▶ **What you have to do**:
From the line with "written like (771,192)." through the line with "written like (629,700).", repeat the entries verbatim, both end lines included, and add nothing.

▶ **Record set**:
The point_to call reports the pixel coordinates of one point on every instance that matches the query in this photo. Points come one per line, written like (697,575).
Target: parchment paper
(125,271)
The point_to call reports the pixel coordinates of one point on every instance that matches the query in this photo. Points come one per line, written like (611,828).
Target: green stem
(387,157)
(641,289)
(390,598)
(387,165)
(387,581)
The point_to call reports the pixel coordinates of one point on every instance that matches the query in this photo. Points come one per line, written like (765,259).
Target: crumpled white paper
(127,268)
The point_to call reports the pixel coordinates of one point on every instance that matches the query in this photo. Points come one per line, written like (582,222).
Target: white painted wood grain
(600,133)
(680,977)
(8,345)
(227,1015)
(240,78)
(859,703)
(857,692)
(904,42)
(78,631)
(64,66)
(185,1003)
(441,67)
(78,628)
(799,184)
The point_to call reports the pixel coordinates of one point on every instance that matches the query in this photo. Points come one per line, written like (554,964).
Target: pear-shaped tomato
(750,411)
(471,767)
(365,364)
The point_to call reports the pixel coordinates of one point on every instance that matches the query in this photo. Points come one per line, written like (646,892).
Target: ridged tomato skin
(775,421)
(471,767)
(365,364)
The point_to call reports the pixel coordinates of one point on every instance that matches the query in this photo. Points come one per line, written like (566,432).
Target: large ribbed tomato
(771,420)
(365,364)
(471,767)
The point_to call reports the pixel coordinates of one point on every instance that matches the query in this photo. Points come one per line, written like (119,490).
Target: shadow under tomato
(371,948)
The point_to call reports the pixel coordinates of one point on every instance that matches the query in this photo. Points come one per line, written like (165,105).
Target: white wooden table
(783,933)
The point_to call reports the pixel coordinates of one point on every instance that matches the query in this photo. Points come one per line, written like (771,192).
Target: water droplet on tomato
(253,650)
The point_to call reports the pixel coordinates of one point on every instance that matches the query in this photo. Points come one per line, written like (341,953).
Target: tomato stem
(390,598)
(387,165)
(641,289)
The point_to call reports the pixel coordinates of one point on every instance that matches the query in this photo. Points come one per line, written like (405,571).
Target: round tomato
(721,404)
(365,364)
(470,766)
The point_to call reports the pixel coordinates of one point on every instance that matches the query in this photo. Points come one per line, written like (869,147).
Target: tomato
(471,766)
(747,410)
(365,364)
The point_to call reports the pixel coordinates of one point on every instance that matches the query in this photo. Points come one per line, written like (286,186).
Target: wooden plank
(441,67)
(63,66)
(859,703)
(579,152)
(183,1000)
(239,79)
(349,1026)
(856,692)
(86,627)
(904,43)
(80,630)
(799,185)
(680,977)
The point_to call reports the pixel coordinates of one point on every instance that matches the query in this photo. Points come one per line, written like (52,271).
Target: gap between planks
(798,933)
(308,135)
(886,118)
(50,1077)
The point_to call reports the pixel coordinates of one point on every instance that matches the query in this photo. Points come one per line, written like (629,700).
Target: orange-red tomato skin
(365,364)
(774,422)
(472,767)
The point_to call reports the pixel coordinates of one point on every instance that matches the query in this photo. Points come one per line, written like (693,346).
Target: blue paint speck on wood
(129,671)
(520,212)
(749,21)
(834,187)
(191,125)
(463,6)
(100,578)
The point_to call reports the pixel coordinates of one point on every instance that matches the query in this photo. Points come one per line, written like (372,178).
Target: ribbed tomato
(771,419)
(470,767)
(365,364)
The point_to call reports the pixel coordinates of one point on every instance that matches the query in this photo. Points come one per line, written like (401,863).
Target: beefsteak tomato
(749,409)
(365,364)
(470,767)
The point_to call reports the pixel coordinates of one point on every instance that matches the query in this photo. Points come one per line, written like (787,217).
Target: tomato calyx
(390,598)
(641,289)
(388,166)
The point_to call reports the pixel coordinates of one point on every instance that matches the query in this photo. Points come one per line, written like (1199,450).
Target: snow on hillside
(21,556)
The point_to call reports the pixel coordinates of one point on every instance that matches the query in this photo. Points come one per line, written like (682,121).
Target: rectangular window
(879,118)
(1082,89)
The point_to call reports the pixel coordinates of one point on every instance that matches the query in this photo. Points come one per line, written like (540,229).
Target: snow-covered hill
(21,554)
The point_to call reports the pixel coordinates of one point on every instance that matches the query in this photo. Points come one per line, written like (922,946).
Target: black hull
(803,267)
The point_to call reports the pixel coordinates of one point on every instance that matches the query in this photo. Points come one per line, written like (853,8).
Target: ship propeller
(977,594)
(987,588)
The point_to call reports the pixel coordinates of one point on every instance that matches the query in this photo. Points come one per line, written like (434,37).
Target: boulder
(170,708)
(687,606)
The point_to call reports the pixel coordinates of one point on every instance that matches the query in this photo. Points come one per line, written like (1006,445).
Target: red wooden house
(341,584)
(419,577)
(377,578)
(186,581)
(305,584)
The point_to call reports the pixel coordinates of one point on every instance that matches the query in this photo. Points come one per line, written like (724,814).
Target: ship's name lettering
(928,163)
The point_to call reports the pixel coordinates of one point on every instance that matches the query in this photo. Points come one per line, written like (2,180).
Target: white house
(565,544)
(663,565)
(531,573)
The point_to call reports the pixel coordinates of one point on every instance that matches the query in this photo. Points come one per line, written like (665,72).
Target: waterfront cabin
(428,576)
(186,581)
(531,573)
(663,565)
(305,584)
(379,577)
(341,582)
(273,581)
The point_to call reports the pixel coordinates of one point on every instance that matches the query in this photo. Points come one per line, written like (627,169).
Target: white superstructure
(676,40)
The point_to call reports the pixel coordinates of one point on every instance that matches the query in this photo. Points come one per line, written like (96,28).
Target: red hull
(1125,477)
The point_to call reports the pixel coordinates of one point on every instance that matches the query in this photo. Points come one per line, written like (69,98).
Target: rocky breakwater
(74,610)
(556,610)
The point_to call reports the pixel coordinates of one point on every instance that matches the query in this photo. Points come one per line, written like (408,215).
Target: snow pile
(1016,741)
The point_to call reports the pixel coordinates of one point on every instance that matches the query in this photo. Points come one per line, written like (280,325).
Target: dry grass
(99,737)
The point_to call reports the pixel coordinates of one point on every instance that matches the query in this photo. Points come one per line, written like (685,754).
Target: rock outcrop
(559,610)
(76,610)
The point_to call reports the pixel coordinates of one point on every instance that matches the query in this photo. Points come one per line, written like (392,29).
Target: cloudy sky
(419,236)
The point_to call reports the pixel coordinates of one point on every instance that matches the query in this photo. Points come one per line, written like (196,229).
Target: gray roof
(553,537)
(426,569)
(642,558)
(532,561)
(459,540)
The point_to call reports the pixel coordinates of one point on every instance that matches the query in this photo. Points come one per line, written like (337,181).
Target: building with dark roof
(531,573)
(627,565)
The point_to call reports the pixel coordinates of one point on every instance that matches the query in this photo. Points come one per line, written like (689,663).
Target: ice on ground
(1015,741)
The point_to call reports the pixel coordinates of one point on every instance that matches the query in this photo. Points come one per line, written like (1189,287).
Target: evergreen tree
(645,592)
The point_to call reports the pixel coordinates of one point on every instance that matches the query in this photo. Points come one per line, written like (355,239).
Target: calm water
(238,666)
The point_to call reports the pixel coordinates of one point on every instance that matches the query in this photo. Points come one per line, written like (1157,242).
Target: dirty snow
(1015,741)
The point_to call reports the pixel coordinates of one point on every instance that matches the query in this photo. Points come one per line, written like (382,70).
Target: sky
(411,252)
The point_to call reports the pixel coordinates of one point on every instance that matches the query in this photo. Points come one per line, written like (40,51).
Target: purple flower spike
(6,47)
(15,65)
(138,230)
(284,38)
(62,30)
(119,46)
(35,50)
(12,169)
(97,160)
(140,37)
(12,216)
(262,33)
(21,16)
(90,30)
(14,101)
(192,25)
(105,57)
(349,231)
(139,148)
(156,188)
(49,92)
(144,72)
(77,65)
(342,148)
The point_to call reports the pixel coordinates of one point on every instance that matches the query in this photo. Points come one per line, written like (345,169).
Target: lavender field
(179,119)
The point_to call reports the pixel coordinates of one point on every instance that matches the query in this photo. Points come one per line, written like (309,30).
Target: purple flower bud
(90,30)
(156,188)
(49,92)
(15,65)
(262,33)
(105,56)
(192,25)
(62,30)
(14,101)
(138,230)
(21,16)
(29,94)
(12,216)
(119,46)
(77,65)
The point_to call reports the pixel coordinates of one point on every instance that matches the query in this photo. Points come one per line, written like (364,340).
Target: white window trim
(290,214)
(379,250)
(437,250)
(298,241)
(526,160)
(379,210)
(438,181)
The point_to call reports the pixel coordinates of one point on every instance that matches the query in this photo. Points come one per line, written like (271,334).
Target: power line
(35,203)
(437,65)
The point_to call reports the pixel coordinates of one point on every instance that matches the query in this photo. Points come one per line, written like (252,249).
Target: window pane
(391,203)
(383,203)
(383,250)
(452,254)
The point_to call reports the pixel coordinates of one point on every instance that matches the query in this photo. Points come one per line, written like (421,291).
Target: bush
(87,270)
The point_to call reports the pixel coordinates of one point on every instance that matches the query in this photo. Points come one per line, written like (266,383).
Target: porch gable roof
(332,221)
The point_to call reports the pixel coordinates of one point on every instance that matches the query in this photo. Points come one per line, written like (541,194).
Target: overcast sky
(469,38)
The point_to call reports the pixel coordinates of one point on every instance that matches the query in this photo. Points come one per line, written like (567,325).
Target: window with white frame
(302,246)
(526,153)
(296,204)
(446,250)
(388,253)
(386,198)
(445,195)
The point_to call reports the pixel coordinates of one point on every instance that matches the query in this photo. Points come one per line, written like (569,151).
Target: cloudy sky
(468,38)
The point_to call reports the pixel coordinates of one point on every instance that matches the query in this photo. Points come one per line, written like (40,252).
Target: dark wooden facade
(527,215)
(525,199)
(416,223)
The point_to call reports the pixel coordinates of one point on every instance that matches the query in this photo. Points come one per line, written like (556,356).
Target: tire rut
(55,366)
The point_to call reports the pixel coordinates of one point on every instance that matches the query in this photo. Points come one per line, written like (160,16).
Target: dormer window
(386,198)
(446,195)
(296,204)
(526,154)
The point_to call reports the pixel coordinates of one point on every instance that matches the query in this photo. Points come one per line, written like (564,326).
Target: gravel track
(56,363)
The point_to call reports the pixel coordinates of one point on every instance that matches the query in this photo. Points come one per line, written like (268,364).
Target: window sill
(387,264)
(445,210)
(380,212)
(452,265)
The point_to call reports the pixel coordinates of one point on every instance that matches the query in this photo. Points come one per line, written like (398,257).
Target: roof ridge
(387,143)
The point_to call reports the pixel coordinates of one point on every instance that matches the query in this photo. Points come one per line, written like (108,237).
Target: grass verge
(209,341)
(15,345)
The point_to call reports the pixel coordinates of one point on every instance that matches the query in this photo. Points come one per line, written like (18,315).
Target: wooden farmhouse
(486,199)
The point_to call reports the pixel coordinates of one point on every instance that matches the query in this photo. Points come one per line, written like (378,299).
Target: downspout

▶ **Worked solution**:
The point_to call reports the pixel coordinates of one point on every instance that matches the query in this photo. Points come one per line, written like (771,192).
Target: water droplet on tomato
(253,650)
The point_to call reports the pixel coordinates of one point on every instance that matches the query in this photo. Points come one per line, written like (341,953).
Target: tomato stem
(390,598)
(387,165)
(641,289)
The point_to call reports the pixel coordinates of one point on every instance that matches the query in this photo. Points come one per line, written like (405,571).
Target: round tomato
(721,404)
(365,364)
(470,766)
The point_to call reports the pixel coordinates of one point on every instance that matches the query in this photo. Points come one per line, written like (869,147).
Target: tomato
(471,766)
(747,410)
(365,364)
The point_to call reports the pixel coordinates of one point on every instance that matches the query in this photo. Points come one per line, written like (286,186).
Target: wooden plank
(441,67)
(63,66)
(859,703)
(579,152)
(183,1000)
(239,79)
(349,1026)
(856,692)
(86,627)
(904,43)
(80,630)
(799,185)
(680,977)
The point_to call reports the pixel coordinates of one point on every instance that matches the query in this photo. Points come one per line, written like (52,271).
Target: gap between planks
(798,933)
(308,135)
(886,118)
(50,1077)
The point_to call reports the pixel coordinates of one point on every instance that matches the query in this photo. Points come one per line, written like (629,700).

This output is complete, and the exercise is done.